▶ [THE PROBLEM] Print every line of the records below word for word, leaving out the pictures.

[Location identification entries]

============================================================

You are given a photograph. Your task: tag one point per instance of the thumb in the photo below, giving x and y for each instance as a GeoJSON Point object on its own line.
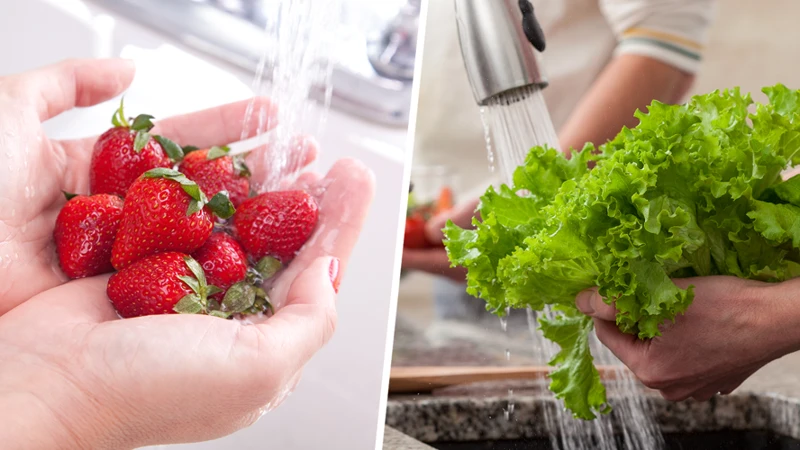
{"type": "Point", "coordinates": [592, 304]}
{"type": "Point", "coordinates": [75, 83]}
{"type": "Point", "coordinates": [306, 322]}
{"type": "Point", "coordinates": [461, 215]}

============================================================

▶ [RESULT OF THIS EXERCISE]
You are given a photograph. Your task: tag one point per instance of the thumb in the photo below, giving x and y for each instance as a GeoJSON Point object on its own line.
{"type": "Point", "coordinates": [592, 304]}
{"type": "Point", "coordinates": [75, 83]}
{"type": "Point", "coordinates": [306, 322]}
{"type": "Point", "coordinates": [461, 215]}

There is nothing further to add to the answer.